## begin EXCERPT

The Upside of Making Your Own Educational Toys
I remember the first time I brought an educational toy. It was a shape sorter in which the square block fits in the square hole, the ball in the round hole and so on.
I worried that the toy had only one square, one ball etc. and if my children ran true to form, those parts would disappear within minutes.
Roxanne lost the square immediately and the puppy chewed the ball. I wrote an irate latter to the toy manufacture pointing out their error. I expected a letter of apology and a notice of their intentions to add spare parts to future toys. I got back, instead, a price list. For two dollars each…plus shipping…I could purchase more parts!
I’ve discovered since then that a lot of learning toys can be made in my own kitchen using nothing more complicated than scissors, colored paper and glue.

## end EXCERPT
## begin SUPPLIED ENTRIES

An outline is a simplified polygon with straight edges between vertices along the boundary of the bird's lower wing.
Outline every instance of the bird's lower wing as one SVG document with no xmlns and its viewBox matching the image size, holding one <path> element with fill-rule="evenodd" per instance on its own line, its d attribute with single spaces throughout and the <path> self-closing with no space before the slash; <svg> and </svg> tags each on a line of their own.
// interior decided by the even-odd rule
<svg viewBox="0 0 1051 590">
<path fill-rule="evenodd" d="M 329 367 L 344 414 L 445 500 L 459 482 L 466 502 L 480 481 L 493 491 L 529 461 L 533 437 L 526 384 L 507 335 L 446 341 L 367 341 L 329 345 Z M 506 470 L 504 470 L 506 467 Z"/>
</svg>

## end SUPPLIED ENTRIES
## begin SUPPLIED ENTRIES

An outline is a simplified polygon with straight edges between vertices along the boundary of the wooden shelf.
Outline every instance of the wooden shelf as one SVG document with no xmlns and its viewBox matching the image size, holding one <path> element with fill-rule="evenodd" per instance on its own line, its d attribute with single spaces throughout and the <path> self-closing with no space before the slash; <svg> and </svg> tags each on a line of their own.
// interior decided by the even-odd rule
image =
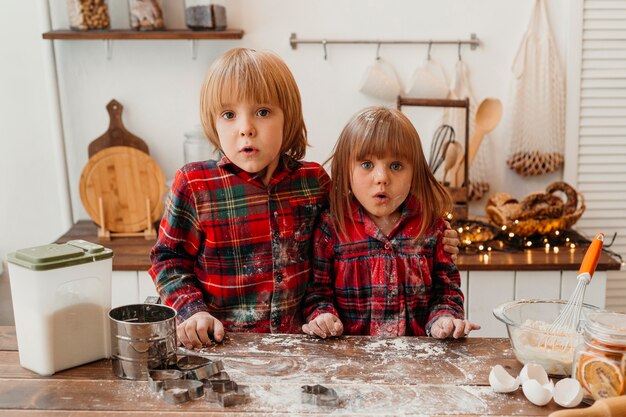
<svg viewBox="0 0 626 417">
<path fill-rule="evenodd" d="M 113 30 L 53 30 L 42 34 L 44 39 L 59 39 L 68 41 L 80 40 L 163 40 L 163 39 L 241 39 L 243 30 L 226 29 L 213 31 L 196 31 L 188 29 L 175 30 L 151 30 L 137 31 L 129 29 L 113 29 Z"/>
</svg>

## end SUPPLIED ENTRIES

WORK TO BE COMPLETED:
In the piece on homemade educational toys, rewrite the stretch from "Roxanne lost the" through "purchase more parts!", changing "puppy" to "kitten". The rows are separate material, independent of the text.

ANSWER TO THIS TASK:
Roxanne lost the square immediately and the kitten chewed the ball. I wrote an irate latter to the toy manufacture pointing out their error. I expected a letter of apology and a notice of their intentions to add spare parts to future toys. I got back, instead, a price list. For two dollars each…plus shipping…I could purchase more parts!